Example: resource_aware_demo.py
Dynamic parallelism based on CPU/memory
Version: {VERSION} File: examples/resource_aware_demo.py
Overview
This example demonstrates the ResourceAwareExecutor and TaskResourceProfile features introduced in v0.4.5. It shows how to:
- Annotate tasks with resource requirements (CPU, memory, I/O vs CPU-bound)
- Compute optimal parallelism based on current system resources
- Adjust
max_paralleldynamically to avoid overloading the host - Apply different parallelism strategies for I/O-bound vs CPU-bound tasks
What This Example Shows
- Defining
TaskResourceProfilefor tasks - Creating a
ResourceAwareExecutorwith system limits - Querying
get_optimal_parallelism()for task types - Using resource profiles in DataflowPipeline
- Manual parallelism tuning guidelines
Code Walkthrough
1. Resource-Aware Executor Setup
from taskiq_flow.optimization import ResourceAwareExecutor, TaskResourceProfile
executor = ResourceAwareExecutor(
max_cpu_percent=80.0, # Don't exceed 80% CPU usage
max_memory_percent=80.0, # Don't exceed 80% RAM
min_parallel=1,
max_parallel=20,
)
# Query optimal parallelism for a given task resource estimate
optimal_light = executor.get_optimal_parallelism(
task_memory_estimate=50, # 50 MB per task
task_cpu_estimate=0.2, # 0.2 cores per task
)
print(f"Optimal for light tasks: {optimal_light}")
optimal_heavy = executor.get_optimal_parallelism(
task_memory_estimate=200, # 200 MB per task
task_cpu_estimate=1.0, # 1.0 core per task
)
print(f"Optimal for heavy tasks: {optimal_heavy}")
The executor queries current system load (via psutil) and computes how many tasks of the given profile can run in parallel without exceeding the configured limits.
2. Annotating Tasks with Resource Profiles
@broker.task
@pipeline_task(
output="light_result",
resources=TaskResourceProfile(
estimated_memory_mb=50,
estimated_cpu_cores=0.2,
io_bound=True,
),
)

Given request a: From the records below, extract every line that contains the string "wooden", matching case exactly.

Records provided:
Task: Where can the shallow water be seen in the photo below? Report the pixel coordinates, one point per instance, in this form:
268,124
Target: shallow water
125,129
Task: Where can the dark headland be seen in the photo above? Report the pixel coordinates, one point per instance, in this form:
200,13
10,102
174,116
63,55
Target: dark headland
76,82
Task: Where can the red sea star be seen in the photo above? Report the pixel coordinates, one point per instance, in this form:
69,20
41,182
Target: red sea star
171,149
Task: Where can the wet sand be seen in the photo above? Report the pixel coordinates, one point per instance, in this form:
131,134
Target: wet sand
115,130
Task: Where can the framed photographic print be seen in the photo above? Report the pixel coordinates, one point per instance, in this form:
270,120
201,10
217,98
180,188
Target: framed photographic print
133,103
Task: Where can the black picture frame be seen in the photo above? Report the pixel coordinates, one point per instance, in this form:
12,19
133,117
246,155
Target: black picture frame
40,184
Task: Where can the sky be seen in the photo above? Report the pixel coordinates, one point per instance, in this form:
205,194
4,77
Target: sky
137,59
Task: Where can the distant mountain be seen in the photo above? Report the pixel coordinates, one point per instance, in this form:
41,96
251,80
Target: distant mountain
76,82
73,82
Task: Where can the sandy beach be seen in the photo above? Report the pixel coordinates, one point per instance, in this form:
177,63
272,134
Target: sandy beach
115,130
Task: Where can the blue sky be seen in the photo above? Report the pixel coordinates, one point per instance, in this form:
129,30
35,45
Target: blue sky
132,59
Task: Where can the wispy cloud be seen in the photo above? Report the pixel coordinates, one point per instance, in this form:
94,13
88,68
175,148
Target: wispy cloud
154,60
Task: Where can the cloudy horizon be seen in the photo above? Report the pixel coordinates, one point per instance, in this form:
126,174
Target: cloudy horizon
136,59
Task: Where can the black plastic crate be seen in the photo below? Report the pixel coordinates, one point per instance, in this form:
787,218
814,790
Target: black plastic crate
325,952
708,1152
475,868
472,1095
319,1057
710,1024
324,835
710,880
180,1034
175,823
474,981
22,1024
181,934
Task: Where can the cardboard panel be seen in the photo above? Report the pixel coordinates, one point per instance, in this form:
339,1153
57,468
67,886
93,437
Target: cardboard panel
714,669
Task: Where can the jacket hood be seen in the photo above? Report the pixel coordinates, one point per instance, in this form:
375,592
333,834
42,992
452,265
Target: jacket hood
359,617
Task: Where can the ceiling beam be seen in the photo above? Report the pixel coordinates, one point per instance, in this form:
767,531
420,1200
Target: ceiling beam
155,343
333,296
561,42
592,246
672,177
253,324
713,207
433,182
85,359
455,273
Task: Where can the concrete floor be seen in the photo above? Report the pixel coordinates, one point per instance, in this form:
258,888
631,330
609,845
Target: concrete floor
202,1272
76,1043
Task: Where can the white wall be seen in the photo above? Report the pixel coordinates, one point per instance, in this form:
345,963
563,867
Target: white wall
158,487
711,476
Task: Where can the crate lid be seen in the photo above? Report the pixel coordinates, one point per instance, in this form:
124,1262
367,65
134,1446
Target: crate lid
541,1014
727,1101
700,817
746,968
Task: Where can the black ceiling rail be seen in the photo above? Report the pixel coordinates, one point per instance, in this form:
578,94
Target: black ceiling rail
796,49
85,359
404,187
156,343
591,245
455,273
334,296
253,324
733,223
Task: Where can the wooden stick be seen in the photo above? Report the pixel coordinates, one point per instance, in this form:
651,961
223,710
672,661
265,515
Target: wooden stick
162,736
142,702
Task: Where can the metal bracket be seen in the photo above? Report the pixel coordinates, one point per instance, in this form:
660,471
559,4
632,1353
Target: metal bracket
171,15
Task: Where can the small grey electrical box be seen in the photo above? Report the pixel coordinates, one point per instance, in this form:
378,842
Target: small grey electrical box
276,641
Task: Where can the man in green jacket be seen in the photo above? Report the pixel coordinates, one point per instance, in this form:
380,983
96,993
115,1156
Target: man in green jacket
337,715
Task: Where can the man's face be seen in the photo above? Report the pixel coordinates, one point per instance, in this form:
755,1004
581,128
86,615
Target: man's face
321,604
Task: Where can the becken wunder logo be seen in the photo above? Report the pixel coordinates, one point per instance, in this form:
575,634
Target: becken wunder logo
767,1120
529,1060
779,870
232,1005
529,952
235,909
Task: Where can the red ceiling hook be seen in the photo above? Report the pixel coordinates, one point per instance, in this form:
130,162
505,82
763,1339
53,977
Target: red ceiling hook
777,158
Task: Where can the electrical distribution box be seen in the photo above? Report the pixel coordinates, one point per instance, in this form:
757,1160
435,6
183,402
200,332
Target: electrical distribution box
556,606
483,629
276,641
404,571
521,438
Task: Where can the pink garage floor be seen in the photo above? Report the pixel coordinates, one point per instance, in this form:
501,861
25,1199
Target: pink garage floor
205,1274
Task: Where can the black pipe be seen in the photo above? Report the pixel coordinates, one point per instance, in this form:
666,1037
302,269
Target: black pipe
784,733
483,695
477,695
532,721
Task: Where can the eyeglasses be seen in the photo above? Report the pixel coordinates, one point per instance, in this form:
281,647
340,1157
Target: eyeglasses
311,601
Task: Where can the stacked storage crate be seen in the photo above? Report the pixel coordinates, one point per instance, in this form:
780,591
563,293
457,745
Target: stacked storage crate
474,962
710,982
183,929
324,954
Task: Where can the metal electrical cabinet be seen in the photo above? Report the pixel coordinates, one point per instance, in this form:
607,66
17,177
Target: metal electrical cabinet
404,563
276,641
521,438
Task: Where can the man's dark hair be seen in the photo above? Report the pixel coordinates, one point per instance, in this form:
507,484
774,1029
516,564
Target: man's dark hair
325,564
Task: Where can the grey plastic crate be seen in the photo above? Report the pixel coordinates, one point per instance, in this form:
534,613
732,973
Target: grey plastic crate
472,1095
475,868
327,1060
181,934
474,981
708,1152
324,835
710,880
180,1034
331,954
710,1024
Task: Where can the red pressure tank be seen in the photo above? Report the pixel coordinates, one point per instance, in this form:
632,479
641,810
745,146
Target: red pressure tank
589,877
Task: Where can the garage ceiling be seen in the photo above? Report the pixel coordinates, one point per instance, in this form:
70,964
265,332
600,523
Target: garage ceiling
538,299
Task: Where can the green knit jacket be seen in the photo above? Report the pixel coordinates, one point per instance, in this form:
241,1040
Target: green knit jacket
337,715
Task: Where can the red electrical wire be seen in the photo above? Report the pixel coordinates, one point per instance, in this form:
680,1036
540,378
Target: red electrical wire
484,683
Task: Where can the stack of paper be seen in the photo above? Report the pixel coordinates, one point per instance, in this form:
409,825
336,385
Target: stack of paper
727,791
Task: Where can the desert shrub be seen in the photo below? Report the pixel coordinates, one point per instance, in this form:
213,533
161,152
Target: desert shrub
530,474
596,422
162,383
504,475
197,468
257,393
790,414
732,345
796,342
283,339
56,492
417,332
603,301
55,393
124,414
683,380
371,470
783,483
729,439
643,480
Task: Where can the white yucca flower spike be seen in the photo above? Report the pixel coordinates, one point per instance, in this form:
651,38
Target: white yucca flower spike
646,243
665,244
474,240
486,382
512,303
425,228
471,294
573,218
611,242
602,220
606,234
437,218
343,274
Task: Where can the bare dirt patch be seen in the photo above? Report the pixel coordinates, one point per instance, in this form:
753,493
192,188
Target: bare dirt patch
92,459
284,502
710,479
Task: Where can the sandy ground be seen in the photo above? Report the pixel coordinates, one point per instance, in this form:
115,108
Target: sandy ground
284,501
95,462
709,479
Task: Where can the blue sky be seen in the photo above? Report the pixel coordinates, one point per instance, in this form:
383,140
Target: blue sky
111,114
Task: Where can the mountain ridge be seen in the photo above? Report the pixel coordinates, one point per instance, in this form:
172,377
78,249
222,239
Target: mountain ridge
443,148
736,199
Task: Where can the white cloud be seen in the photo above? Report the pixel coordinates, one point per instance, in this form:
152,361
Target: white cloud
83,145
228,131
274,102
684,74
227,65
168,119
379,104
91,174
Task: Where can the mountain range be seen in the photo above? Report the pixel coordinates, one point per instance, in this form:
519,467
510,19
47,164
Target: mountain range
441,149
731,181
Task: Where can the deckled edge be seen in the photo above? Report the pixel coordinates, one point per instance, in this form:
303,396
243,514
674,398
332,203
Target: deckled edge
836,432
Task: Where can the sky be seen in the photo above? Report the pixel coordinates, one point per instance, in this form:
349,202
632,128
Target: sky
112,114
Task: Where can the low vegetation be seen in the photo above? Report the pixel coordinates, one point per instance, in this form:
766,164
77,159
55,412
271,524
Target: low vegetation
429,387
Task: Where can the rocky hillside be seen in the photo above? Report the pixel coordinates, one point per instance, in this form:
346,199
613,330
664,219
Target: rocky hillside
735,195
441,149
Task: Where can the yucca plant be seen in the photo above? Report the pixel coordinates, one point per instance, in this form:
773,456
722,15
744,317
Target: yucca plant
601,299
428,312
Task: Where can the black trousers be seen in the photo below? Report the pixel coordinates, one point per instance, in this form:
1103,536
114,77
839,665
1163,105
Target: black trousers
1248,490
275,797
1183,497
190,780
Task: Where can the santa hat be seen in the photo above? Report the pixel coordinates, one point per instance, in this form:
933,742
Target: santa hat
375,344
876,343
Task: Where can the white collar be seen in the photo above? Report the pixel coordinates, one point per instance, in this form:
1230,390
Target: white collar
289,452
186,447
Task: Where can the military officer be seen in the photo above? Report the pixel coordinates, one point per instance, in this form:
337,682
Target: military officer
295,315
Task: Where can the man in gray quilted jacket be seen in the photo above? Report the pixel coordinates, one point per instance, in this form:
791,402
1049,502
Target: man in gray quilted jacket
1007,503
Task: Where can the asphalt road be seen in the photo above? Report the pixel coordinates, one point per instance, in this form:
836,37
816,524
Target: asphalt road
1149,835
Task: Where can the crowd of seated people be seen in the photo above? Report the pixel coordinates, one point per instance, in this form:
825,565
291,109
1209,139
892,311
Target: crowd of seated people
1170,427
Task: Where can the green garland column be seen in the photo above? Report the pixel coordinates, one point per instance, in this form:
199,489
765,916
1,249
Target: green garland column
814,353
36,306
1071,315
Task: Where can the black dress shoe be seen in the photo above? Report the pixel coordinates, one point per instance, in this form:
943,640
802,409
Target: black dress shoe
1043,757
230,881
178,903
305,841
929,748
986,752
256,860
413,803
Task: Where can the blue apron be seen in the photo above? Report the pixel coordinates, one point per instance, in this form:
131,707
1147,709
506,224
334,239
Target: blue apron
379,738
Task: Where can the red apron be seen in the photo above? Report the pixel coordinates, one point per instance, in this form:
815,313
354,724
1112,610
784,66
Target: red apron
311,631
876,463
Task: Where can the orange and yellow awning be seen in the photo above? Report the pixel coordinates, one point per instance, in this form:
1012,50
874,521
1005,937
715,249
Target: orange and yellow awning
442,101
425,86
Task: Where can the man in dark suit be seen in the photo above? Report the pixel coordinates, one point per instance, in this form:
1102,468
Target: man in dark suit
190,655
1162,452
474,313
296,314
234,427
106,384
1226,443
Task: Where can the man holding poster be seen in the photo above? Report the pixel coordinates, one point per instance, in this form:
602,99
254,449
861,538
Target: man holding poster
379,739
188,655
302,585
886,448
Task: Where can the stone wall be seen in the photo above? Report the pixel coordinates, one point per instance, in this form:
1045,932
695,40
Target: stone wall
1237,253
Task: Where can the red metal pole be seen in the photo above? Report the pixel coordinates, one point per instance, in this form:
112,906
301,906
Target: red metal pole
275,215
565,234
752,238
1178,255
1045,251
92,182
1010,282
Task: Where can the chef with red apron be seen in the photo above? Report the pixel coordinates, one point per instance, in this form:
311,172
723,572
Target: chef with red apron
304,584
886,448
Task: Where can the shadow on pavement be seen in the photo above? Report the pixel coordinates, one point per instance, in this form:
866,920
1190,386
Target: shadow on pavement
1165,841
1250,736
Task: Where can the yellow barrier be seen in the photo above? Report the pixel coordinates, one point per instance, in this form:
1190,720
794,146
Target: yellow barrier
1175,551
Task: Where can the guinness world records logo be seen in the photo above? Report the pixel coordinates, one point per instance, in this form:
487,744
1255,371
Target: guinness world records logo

Given request b: In the resource-aware executor example, what does the executor use to query current system load?

Finished answer a:
Task: Where can the wooden stick be seen in the photo above? Report the pixel coordinates, one point per instance, in this form:
Target: wooden stick

Finished answer b: It uses psutil.